(Collected data)
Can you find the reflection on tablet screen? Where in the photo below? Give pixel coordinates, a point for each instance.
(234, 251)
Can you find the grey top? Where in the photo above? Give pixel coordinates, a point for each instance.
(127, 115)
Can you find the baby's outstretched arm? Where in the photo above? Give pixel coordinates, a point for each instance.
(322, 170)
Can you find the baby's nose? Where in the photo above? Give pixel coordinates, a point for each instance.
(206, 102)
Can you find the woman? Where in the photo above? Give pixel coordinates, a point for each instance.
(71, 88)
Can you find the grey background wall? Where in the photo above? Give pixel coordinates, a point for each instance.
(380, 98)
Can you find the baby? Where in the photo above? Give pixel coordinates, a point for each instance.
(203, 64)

ACTIVITY
Above are the records; restate each one exactly.

OUTPUT BELOW
Can you find the reflection on tablet screen? Where in the photo below? Give pixel coordinates, a point for each instance.
(234, 251)
Can you find the grey top? Where in the photo above? Give pixel coordinates, a point for each instance.
(127, 115)
Can you find the baby's outstretched arm? Where in the photo above? Give pixel coordinates, a point for each instance.
(322, 170)
Can you find the baby's nose? Where in the photo above? Give pixel coordinates, a point for each instance.
(206, 102)
Can you find the woman? Where in the photo above? Give pixel coordinates, a point for each instance.
(71, 88)
Can you find the grey background wall? Where in the photo above? Give pixel coordinates, a point for each instance.
(380, 98)
Can you find the baby? Where in the photo above? Give pixel coordinates, a point for each instance.
(203, 64)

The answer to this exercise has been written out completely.